Exercise directions: Reproduce each of the following records verbatim, line by line and in the same order.
"""
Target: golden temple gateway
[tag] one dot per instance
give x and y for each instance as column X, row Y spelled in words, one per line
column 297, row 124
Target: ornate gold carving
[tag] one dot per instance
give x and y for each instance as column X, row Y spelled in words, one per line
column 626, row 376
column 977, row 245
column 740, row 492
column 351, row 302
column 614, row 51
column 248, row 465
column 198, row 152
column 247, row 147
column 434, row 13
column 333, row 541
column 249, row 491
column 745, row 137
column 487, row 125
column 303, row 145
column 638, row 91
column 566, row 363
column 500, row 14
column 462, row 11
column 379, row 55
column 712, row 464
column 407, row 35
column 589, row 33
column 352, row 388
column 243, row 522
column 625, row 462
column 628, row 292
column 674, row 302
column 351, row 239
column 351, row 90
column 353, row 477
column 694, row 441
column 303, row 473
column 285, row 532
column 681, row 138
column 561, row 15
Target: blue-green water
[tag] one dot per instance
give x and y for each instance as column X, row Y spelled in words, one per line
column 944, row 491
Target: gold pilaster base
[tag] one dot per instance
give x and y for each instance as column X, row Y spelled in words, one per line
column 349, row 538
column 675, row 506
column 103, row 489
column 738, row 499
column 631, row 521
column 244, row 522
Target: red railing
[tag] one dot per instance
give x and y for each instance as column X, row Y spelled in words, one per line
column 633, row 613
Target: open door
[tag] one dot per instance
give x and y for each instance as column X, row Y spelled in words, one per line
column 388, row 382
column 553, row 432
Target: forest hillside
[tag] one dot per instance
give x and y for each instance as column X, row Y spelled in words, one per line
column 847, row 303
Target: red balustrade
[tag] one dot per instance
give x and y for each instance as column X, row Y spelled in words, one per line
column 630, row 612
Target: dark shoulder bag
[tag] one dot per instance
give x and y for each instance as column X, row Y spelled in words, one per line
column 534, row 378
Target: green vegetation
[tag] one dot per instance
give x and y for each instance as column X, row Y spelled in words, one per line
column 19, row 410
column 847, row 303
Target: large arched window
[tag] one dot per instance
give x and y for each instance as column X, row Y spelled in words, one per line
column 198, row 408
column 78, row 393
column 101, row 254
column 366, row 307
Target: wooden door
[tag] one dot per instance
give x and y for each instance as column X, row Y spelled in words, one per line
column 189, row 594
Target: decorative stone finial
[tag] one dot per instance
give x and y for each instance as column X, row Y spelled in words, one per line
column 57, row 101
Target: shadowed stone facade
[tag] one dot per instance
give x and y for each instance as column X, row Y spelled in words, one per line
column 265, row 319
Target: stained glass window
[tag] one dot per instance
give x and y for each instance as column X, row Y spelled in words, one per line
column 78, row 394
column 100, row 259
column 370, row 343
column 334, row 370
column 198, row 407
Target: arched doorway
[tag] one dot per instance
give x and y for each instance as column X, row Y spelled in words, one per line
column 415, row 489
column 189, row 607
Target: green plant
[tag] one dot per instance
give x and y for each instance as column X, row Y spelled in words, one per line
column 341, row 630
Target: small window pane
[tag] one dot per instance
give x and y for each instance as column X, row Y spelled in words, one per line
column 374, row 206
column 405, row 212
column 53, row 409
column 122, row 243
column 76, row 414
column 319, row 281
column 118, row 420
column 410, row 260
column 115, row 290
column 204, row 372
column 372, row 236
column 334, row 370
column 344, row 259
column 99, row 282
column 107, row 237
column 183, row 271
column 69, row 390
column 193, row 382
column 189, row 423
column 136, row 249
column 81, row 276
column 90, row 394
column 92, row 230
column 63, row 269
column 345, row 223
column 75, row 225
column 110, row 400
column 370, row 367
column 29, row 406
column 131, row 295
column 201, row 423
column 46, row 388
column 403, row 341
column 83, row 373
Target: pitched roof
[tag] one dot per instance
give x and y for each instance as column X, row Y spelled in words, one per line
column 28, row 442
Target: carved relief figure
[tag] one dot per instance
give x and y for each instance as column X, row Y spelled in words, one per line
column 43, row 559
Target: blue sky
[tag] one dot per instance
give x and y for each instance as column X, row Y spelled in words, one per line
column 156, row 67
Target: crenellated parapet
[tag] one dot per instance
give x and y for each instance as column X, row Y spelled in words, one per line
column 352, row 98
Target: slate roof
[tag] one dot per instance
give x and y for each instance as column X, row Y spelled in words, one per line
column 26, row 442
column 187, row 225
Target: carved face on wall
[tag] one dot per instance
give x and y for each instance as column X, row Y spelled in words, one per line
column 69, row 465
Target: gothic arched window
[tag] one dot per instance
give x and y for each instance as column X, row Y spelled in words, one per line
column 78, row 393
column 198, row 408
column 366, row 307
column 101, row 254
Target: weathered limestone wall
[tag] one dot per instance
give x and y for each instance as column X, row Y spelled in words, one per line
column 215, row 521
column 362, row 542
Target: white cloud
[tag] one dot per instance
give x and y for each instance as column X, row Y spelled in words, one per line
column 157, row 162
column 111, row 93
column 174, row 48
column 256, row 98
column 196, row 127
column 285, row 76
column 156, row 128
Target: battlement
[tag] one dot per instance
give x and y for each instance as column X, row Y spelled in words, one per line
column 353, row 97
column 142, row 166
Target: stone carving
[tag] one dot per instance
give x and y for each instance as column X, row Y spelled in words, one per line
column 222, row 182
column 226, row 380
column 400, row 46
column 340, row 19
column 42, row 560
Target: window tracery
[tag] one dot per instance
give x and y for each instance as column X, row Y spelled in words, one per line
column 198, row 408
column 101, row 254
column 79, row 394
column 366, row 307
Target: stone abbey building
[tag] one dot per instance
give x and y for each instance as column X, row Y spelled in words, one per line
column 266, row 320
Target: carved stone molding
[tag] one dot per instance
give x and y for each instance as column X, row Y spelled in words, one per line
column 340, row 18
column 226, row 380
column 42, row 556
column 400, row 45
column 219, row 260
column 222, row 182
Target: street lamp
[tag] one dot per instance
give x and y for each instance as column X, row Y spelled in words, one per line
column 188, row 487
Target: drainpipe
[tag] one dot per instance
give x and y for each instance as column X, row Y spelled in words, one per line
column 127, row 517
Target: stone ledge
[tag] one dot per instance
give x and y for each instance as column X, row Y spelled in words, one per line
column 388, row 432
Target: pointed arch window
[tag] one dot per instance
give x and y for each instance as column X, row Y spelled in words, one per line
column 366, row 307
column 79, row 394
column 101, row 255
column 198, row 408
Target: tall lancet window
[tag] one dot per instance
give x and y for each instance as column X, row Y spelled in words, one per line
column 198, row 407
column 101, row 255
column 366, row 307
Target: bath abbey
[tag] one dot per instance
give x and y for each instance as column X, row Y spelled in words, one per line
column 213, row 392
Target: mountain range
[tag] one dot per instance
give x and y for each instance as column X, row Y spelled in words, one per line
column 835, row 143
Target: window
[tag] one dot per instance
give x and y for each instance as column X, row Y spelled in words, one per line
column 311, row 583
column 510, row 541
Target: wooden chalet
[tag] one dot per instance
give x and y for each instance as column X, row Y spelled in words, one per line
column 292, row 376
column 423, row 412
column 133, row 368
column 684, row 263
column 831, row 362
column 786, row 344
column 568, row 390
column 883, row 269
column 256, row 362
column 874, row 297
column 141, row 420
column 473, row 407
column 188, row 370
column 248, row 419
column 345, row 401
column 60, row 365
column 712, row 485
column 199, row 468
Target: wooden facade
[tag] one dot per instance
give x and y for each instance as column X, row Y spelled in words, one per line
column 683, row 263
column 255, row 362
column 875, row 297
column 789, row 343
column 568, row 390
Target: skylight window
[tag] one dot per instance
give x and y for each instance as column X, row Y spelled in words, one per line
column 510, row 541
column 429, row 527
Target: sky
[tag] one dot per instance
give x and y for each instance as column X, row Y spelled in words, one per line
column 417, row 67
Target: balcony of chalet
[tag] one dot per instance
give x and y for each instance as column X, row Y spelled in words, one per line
"""
Written response:
Target: golden temple gateway
[tag] one dot per instance
give x and y for each instance as column X, row Y spelled in words, one per line
column 297, row 124
Target: ornate gold carving
[tag] one dot per instance
give x and y for each instance as column X, row Y spelled in words, one per line
column 626, row 376
column 977, row 245
column 740, row 492
column 351, row 302
column 614, row 51
column 248, row 465
column 198, row 152
column 247, row 147
column 434, row 13
column 333, row 541
column 249, row 491
column 745, row 137
column 487, row 125
column 303, row 145
column 638, row 91
column 566, row 363
column 500, row 14
column 462, row 11
column 379, row 55
column 712, row 464
column 407, row 35
column 589, row 33
column 352, row 388
column 243, row 522
column 625, row 462
column 628, row 292
column 674, row 302
column 351, row 239
column 351, row 90
column 353, row 477
column 694, row 441
column 303, row 473
column 285, row 532
column 681, row 138
column 561, row 15
Target: blue-green water
[tag] one dot per instance
give x and y for each instance as column X, row Y spelled in words, one per line
column 944, row 491
Target: gold pilaster base
[tag] one dot per instance
give x and y for each instance as column X, row Y spelled in words, one per line
column 349, row 538
column 675, row 506
column 103, row 489
column 738, row 499
column 631, row 521
column 244, row 522
Target: red railing
[tag] one dot per instance
give x and y for each instance as column X, row Y spelled in words, one per line
column 633, row 613
Target: open door
[tag] one dot per instance
give x and y for each instance as column X, row Y spelled in words, one per line
column 388, row 382
column 553, row 432
Target: forest hillside
[tag] one dot per instance
give x and y for each instance as column X, row Y spelled in words, one per line
column 847, row 303
Target: red balustrade
[tag] one dot per instance
give x and y for each instance as column X, row Y spelled in words, one per line
column 630, row 612
Target: dark shoulder bag
[tag] one dot per instance
give x and y for each instance as column X, row Y spelled in words, one per line
column 534, row 378
Target: green vegetation
[tag] one dot per instance
give x and y for each instance as column X, row Y spelled in words, one per line
column 19, row 410
column 847, row 303
Target: large arched window
[tag] one dot per instance
give x and y for each instance as column X, row Y spelled in words, one per line
column 198, row 408
column 78, row 393
column 101, row 254
column 366, row 307
Target: wooden door
[tag] one dot per instance
give x and y for each instance as column X, row Y spelled in words, one per line
column 189, row 594
Target: decorative stone finial
[tag] one dot per instance
give x and y for each instance as column X, row Y spelled in words, one per line
column 57, row 101
Target: shadowed stone facade
[tag] one dot per instance
give x and y for each instance as column X, row Y spelled in words, one per line
column 265, row 319
Target: stained glass window
[tag] one dot per instance
give x and y for each instance as column X, row Y spelled in words, one per line
column 78, row 394
column 100, row 259
column 370, row 343
column 334, row 370
column 198, row 407
Target: arched doorway
[tag] one dot per instance
give x and y for each instance as column X, row Y spelled in words, one per line
column 415, row 489
column 189, row 607
Target: green plant
[tag] one dot per instance
give x and y for each instance as column X, row Y spelled in words, one per line
column 341, row 630
Target: small window pane
[tag] one dot per instance
give x and y for each instance as column X, row Y spelled in words, one per line
column 374, row 206
column 405, row 212
column 53, row 409
column 122, row 243
column 76, row 414
column 319, row 281
column 118, row 420
column 410, row 260
column 115, row 290
column 204, row 372
column 372, row 236
column 334, row 370
column 344, row 259
column 99, row 282
column 107, row 237
column 183, row 271
column 69, row 390
column 193, row 382
column 189, row 423
column 136, row 249
column 81, row 276
column 90, row 394
column 92, row 230
column 63, row 269
column 345, row 223
column 75, row 225
column 110, row 400
column 370, row 367
column 29, row 406
column 131, row 295
column 201, row 423
column 46, row 388
column 403, row 341
column 83, row 373
Target: pitched roof
[tag] one dot per instance
give x and y for each instance as column X, row Y spelled in words, one per line
column 28, row 442
Target: carved relief figure
[tag] one dot per instance
give x and y for each instance as column X, row Y spelled in words, one per line
column 43, row 559
Target: blue sky
[tag] one dot per instance
give x and y for each instance as column X, row Y spelled in words, one per line
column 156, row 67
Target: crenellated parapet
[tag] one dot per instance
give x and y for each instance as column X, row Y spelled in words, one per line
column 352, row 98
Target: slate roof
[tag] one dot per instance
give x and y for each instance as column X, row Y spelled in words, one per line
column 26, row 442
column 187, row 225
Target: carved face on wall
[tag] one dot per instance
give x and y for each instance as column X, row Y spelled in words, one per line
column 69, row 465
Target: gothic arched window
[tag] one dot per instance
give x and y for each instance as column X, row Y spelled in words, one per line
column 78, row 393
column 198, row 408
column 366, row 307
column 101, row 254
Target: weathered limestone wall
[tag] one dot per instance
give x and y for each instance as column X, row Y spelled in words, one per line
column 215, row 521
column 362, row 542
Target: white cloud
[tag] one dot per instance
give x and y for each instance as column X, row Y spelled in words, one per line
column 157, row 162
column 111, row 93
column 174, row 48
column 256, row 98
column 196, row 127
column 285, row 76
column 156, row 128
Target: battlement
[tag] one dot per instance
give x and y for each instance as column X, row Y spelled in words, one per line
column 353, row 97
column 142, row 166
Target: stone carving
[tag] one dot per instance
give x and y for each instance as column X, row Y spelled in words, one per line
column 222, row 182
column 226, row 380
column 400, row 46
column 340, row 19
column 42, row 560
Target: window tracery
[tag] one dot per instance
give x and y for each instance as column X, row Y spelled in words, one per line
column 198, row 408
column 101, row 254
column 79, row 394
column 366, row 307
Target: stone abbey building
[tag] one dot per instance
give x and y for each instance as column X, row Y spelled in words, one per line
column 266, row 320
Target: carved stone molding
[tag] one dot per instance
give x and y for each instance as column X, row Y spelled in words, one per line
column 340, row 18
column 226, row 380
column 42, row 556
column 400, row 45
column 219, row 260
column 222, row 182
Target: street lamp
[tag] one dot per instance
give x and y for each instance as column X, row Y spelled in words, one per line
column 188, row 487
Target: drainpipe
[tag] one dot per instance
give x and y for each instance as column X, row Y spelled in words, one per line
column 127, row 517
Target: stone ledge
[tag] one dot per instance
give x and y for each instance as column X, row Y spelled in words, one per line
column 388, row 432
Target: pointed arch window
[tag] one dot per instance
give x and y for each instance as column X, row Y spelled in words, one per line
column 366, row 307
column 79, row 394
column 101, row 255
column 198, row 408
Target: tall lancet window
[tag] one dot per instance
give x and y for each instance as column X, row Y spelled in words, one per line
column 198, row 407
column 101, row 255
column 366, row 307
Target: bath abbey
[tag] one dot per instance
give x and y for each instance as column X, row Y spelled in words, one per line
column 213, row 392
Target: mountain range
[tag] one dot per instance
give x and y for each instance as column X, row Y spelled in words, one per line
column 835, row 143
Target: window
[tag] one dot per instance
give x and y for each instance as column X, row Y spelled in words, one per line
column 311, row 583
column 510, row 541
Target: wooden chalet
[tag] one dot per instance
give x and y for each instance as column X, row Y spelled in words, one per line
column 292, row 376
column 423, row 412
column 133, row 368
column 684, row 263
column 831, row 362
column 786, row 344
column 568, row 390
column 883, row 269
column 256, row 362
column 874, row 297
column 141, row 420
column 473, row 407
column 188, row 370
column 248, row 419
column 345, row 401
column 60, row 365
column 712, row 485
column 199, row 468
Target: wooden facade
[tag] one dot per instance
give x and y for each instance as column X, row Y spelled in words, one per line
column 683, row 263
column 255, row 362
column 875, row 297
column 789, row 343
column 568, row 390
Target: skylight window
[tag] one dot per instance
give x and y for each instance as column X, row Y spelled in words, one per line
column 510, row 541
column 429, row 527
Target: sky
[tag] one dot per instance
give x and y for each instance as column X, row Y spelled in words, one per line
column 417, row 67
Target: balcony of chalet
[tag] one dot per instance
give x and y for each instance as column X, row Y spelled in words, one per line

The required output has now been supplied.